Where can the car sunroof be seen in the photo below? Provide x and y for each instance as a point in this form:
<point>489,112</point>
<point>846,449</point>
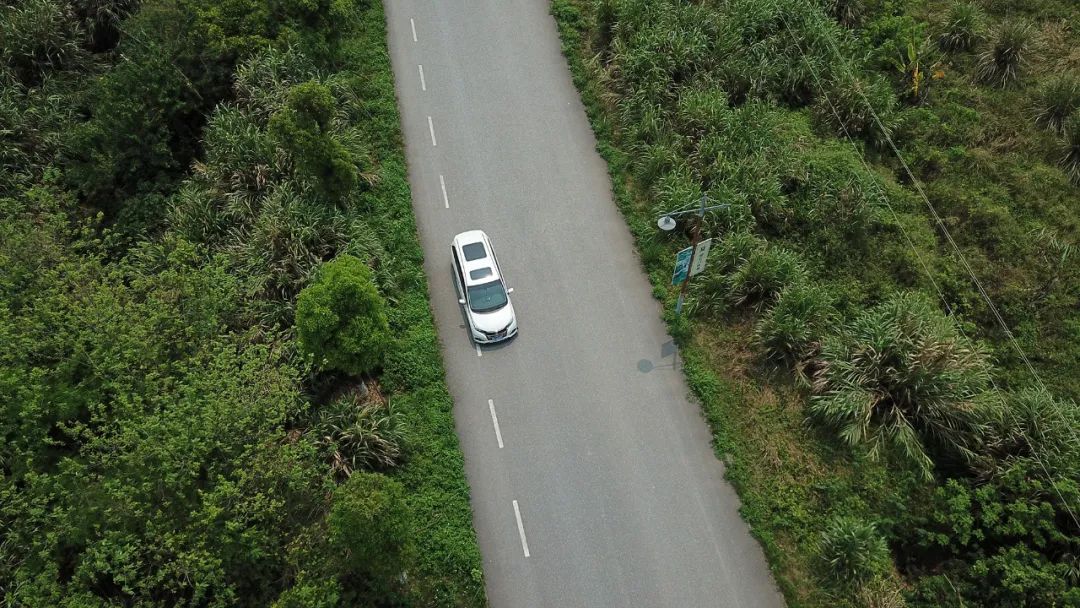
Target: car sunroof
<point>474,251</point>
<point>480,273</point>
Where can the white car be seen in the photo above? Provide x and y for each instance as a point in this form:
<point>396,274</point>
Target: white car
<point>482,289</point>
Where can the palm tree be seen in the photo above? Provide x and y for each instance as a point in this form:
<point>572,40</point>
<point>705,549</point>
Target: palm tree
<point>902,377</point>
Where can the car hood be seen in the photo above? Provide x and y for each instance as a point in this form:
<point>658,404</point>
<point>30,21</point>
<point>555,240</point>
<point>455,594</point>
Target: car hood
<point>495,320</point>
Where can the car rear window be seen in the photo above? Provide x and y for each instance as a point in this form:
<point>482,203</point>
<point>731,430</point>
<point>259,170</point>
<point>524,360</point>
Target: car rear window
<point>474,251</point>
<point>480,273</point>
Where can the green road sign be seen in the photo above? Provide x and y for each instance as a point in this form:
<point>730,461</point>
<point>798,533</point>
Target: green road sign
<point>682,266</point>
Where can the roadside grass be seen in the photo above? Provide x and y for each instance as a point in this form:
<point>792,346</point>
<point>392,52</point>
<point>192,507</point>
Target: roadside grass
<point>447,569</point>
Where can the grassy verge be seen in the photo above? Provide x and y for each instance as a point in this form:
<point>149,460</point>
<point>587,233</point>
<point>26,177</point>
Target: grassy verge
<point>790,480</point>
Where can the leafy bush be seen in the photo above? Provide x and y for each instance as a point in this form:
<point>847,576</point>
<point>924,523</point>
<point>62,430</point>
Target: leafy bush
<point>302,129</point>
<point>1010,541</point>
<point>902,376</point>
<point>1070,148</point>
<point>369,525</point>
<point>1001,63</point>
<point>963,27</point>
<point>853,551</point>
<point>340,318</point>
<point>792,329</point>
<point>1057,99</point>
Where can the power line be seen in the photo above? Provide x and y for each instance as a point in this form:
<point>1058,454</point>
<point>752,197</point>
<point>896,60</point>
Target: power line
<point>922,262</point>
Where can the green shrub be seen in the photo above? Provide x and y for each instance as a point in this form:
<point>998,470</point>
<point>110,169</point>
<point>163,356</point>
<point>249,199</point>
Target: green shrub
<point>1006,541</point>
<point>792,329</point>
<point>764,274</point>
<point>341,320</point>
<point>306,594</point>
<point>369,525</point>
<point>1056,102</point>
<point>302,127</point>
<point>360,434</point>
<point>853,551</point>
<point>1001,63</point>
<point>1070,148</point>
<point>902,376</point>
<point>963,27</point>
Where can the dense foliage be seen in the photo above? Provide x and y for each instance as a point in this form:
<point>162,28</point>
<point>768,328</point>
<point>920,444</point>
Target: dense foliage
<point>187,201</point>
<point>892,441</point>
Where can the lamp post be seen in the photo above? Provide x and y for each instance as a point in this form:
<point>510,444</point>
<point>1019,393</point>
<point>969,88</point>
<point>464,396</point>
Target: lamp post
<point>666,223</point>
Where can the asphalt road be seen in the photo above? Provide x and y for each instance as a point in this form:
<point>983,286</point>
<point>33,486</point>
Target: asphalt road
<point>605,470</point>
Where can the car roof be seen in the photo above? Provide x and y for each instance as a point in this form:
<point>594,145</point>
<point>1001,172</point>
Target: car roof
<point>469,238</point>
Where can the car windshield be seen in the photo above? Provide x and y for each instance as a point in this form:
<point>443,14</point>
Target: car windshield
<point>487,297</point>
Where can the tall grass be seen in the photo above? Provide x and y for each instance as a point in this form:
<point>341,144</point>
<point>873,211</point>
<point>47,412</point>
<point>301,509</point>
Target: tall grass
<point>1001,63</point>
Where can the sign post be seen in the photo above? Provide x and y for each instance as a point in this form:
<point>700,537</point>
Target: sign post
<point>692,259</point>
<point>700,257</point>
<point>682,266</point>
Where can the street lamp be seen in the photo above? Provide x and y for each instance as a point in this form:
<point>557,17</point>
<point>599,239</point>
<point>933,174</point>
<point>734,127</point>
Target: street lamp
<point>666,223</point>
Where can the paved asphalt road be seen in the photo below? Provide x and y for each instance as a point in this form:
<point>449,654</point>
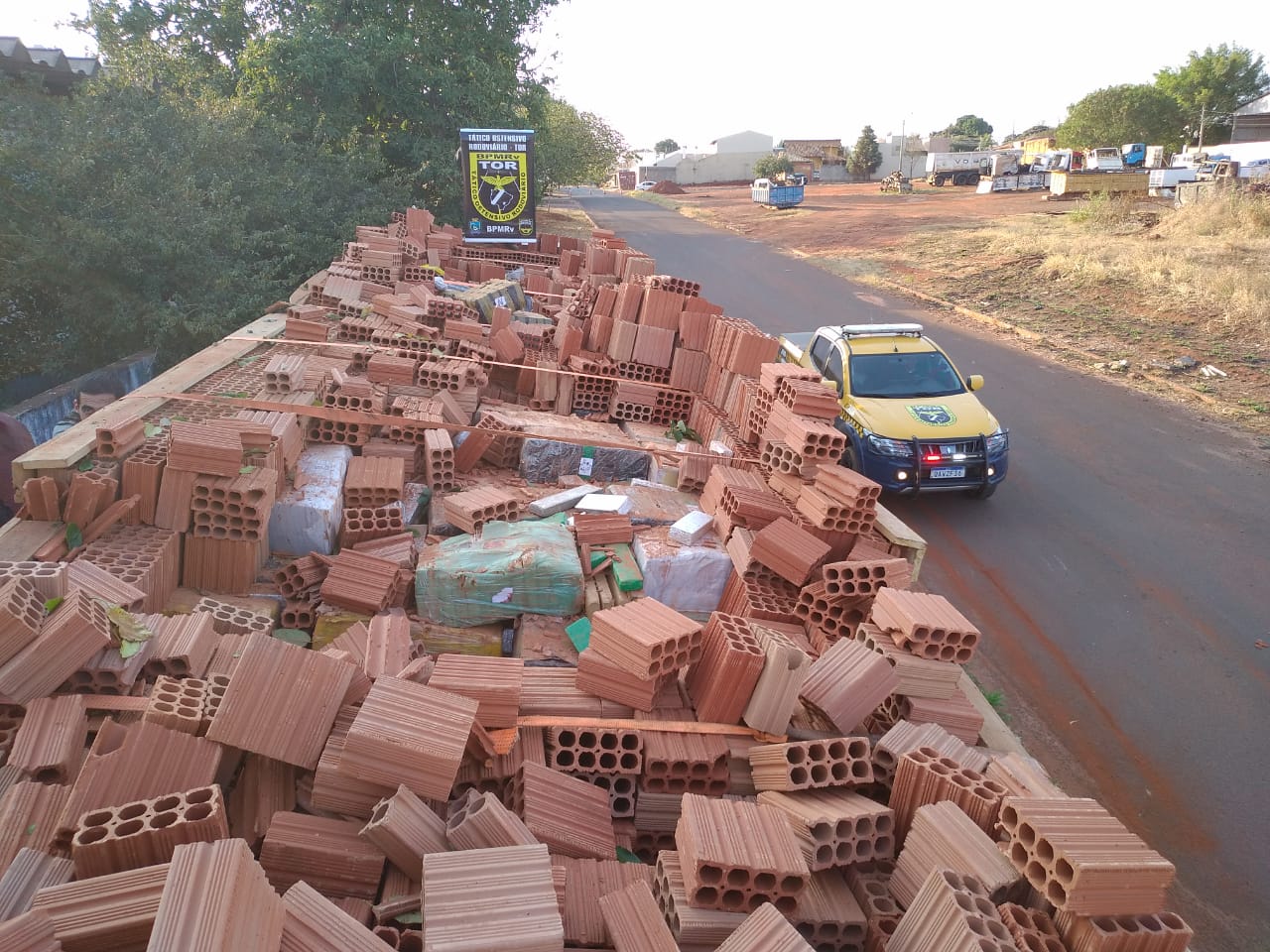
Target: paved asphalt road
<point>1120,575</point>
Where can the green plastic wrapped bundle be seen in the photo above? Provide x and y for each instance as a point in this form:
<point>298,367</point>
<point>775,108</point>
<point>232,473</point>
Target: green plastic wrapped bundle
<point>493,294</point>
<point>508,570</point>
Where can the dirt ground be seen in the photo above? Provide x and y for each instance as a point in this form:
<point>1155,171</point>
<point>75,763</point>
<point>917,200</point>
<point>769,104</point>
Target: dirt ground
<point>1006,259</point>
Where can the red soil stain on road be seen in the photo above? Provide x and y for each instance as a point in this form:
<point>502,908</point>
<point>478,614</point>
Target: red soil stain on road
<point>1088,744</point>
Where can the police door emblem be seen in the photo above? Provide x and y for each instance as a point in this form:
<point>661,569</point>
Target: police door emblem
<point>931,414</point>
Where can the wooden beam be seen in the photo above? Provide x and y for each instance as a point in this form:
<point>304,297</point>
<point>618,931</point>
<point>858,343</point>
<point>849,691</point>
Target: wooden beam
<point>67,448</point>
<point>897,532</point>
<point>22,538</point>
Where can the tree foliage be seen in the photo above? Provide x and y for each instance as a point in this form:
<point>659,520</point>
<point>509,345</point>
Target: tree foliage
<point>772,166</point>
<point>134,220</point>
<point>865,155</point>
<point>234,146</point>
<point>1210,85</point>
<point>969,126</point>
<point>399,75</point>
<point>1118,114</point>
<point>574,148</point>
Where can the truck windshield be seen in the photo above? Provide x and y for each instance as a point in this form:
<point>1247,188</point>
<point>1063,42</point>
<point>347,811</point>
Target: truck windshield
<point>922,375</point>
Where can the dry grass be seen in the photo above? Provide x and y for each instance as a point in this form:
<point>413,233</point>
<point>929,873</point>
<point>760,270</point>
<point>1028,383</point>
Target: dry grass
<point>1207,259</point>
<point>562,216</point>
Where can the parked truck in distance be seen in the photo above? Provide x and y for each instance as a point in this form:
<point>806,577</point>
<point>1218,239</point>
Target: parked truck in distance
<point>968,168</point>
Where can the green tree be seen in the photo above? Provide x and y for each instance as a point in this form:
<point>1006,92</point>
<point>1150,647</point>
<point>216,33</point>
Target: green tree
<point>969,126</point>
<point>395,75</point>
<point>865,155</point>
<point>136,220</point>
<point>574,149</point>
<point>772,166</point>
<point>1210,85</point>
<point>1118,114</point>
<point>1035,131</point>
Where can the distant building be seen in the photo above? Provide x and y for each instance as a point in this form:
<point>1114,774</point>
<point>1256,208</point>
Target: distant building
<point>824,158</point>
<point>1252,121</point>
<point>726,159</point>
<point>58,70</point>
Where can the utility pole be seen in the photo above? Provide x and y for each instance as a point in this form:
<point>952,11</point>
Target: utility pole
<point>903,141</point>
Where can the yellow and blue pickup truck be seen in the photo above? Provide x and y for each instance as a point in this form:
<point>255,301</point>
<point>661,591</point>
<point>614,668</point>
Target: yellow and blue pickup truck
<point>913,424</point>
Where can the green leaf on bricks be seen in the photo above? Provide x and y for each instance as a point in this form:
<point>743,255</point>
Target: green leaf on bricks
<point>293,636</point>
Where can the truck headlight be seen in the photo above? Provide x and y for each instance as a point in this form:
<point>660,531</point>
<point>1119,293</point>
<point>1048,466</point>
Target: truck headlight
<point>898,448</point>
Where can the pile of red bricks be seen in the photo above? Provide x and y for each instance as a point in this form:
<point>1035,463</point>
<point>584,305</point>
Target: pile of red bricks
<point>798,769</point>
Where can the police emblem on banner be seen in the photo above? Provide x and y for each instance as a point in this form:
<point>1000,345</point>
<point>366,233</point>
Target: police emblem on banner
<point>931,414</point>
<point>499,184</point>
<point>498,166</point>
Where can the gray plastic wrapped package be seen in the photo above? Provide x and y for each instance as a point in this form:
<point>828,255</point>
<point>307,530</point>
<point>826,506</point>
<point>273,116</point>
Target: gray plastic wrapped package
<point>508,570</point>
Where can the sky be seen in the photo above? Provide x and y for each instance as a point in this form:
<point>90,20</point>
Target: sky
<point>697,70</point>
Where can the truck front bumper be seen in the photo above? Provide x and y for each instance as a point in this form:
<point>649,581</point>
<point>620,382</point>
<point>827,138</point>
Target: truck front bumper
<point>907,476</point>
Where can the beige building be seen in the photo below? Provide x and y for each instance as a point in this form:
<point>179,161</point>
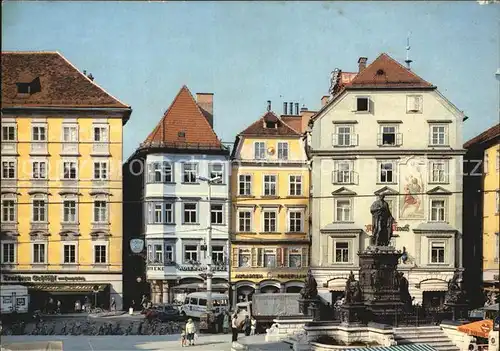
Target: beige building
<point>384,130</point>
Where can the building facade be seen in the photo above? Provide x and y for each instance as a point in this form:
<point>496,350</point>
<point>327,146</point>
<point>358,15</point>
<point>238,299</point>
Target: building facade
<point>179,206</point>
<point>482,190</point>
<point>384,130</point>
<point>270,206</point>
<point>61,181</point>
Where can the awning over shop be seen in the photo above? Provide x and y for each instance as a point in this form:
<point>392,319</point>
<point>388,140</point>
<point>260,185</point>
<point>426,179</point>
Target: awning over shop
<point>409,347</point>
<point>479,328</point>
<point>68,288</point>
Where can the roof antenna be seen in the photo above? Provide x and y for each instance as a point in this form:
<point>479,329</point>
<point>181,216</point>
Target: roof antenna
<point>408,47</point>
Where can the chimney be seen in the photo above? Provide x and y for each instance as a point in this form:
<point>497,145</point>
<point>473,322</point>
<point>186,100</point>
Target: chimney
<point>324,100</point>
<point>206,102</point>
<point>362,63</point>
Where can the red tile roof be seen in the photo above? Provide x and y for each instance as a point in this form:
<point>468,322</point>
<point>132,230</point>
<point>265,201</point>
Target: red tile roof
<point>484,137</point>
<point>385,72</point>
<point>61,83</point>
<point>183,125</point>
<point>258,128</point>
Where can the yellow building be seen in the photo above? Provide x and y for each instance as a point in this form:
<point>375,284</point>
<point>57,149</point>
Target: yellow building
<point>61,182</point>
<point>486,146</point>
<point>270,204</point>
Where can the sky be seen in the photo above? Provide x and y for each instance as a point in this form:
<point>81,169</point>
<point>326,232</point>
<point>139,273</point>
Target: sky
<point>249,52</point>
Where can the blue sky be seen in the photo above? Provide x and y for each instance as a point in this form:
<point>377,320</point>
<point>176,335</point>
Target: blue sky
<point>250,52</point>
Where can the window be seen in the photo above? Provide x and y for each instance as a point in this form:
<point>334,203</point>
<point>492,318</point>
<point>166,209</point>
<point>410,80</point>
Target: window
<point>362,104</point>
<point>8,211</point>
<point>69,170</point>
<point>100,170</point>
<point>218,255</point>
<point>341,252</point>
<point>39,211</point>
<point>169,253</point>
<point>244,258</point>
<point>69,211</point>
<point>295,188</point>
<point>70,134</point>
<point>343,172</point>
<point>8,169</point>
<point>414,103</point>
<point>217,170</point>
<point>388,136</point>
<point>190,172</point>
<point>39,133</point>
<point>260,150</point>
<point>8,133</point>
<point>437,252</point>
<point>344,136</point>
<point>343,210</point>
<point>216,214</point>
<point>269,185</point>
<point>100,211</point>
<point>245,221</point>
<point>38,253</point>
<point>190,213</point>
<point>270,221</point>
<point>245,184</point>
<point>8,253</point>
<point>438,213</point>
<point>282,151</point>
<point>438,172</point>
<point>69,253</point>
<point>39,170</point>
<point>100,254</point>
<point>387,172</point>
<point>269,258</point>
<point>295,221</point>
<point>294,258</point>
<point>438,135</point>
<point>190,253</point>
<point>101,134</point>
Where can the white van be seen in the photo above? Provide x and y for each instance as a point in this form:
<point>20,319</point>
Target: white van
<point>14,298</point>
<point>195,304</point>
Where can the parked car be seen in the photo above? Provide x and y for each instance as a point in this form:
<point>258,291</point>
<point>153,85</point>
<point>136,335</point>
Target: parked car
<point>163,313</point>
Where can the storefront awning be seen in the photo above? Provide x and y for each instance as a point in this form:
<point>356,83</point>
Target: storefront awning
<point>479,328</point>
<point>68,288</point>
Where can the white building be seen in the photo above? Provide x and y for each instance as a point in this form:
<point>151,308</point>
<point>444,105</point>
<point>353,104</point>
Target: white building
<point>386,130</point>
<point>177,213</point>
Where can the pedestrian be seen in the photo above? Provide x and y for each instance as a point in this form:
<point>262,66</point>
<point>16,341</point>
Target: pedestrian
<point>234,327</point>
<point>253,326</point>
<point>247,325</point>
<point>225,323</point>
<point>190,331</point>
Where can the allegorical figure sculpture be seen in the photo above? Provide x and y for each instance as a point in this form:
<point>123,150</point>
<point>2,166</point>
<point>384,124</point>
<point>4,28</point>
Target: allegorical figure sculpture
<point>382,222</point>
<point>310,289</point>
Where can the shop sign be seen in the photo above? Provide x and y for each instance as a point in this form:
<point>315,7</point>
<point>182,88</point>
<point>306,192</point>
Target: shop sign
<point>249,276</point>
<point>395,228</point>
<point>47,278</point>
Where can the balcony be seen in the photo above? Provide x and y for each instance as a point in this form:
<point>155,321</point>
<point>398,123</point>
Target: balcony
<point>389,139</point>
<point>345,140</point>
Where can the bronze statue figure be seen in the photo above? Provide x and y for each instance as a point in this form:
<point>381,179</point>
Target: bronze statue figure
<point>382,222</point>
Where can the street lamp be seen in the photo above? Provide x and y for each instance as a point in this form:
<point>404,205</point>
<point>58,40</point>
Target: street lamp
<point>209,273</point>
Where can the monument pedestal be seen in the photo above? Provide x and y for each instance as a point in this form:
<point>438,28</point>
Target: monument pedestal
<point>379,280</point>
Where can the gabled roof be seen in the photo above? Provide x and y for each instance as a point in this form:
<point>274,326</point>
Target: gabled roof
<point>483,138</point>
<point>61,84</point>
<point>183,125</point>
<point>258,128</point>
<point>385,72</point>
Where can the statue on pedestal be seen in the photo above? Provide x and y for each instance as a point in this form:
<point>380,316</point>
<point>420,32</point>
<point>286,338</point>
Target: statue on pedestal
<point>382,222</point>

====

Work required = Output the part of the listing that opens with the line containing "Where can the green tree" and closes with the line containing "<point>293,636</point>" as a Markdown table with columns Row and Line, one numbered row per line, with both end lines included and blank lines left out.

Exercise solution =
| Row | Line |
|---|---|
| 1 | Where can the green tree be seen in the photo above? Provide x and y for each instance as a point in this form: |
| 2 | <point>1006,92</point> |
| 3 | <point>1150,647</point> |
| 4 | <point>216,33</point> |
| 5 | Target: green tree |
| 6 | <point>969,126</point> |
| 7 | <point>395,75</point> |
| 8 | <point>865,155</point> |
| 9 | <point>136,220</point> |
| 10 | <point>574,149</point> |
| 11 | <point>772,166</point> |
| 12 | <point>1210,85</point> |
| 13 | <point>1118,114</point> |
| 14 | <point>1035,131</point> |
| 15 | Where can the distant building be seen in the photo above? Provide x and y for each instance as a point in this form: |
| 16 | <point>1114,774</point> |
| 17 | <point>1256,208</point> |
| 18 | Target: distant building |
| 19 | <point>824,158</point> |
| 20 | <point>1252,121</point> |
| 21 | <point>726,159</point> |
| 22 | <point>58,70</point> |
| 23 | Where can the utility pole be seen in the photo above? Provide x and y for each instance as a point in this form: |
| 24 | <point>952,11</point> |
| 25 | Target: utility pole |
| 26 | <point>903,141</point> |
| 27 | Where can the yellow and blue pickup truck be seen in the photo above? Provide x and y for each instance as a point in this form: |
| 28 | <point>255,301</point> |
| 29 | <point>661,591</point> |
| 30 | <point>614,668</point> |
| 31 | Target: yellow and blue pickup truck |
| 32 | <point>913,424</point> |
| 33 | Where can the green leaf on bricks be seen in the photo above? Provide x and y for each instance as a point in this form: |
| 34 | <point>743,255</point> |
| 35 | Target: green leaf on bricks |
| 36 | <point>293,636</point> |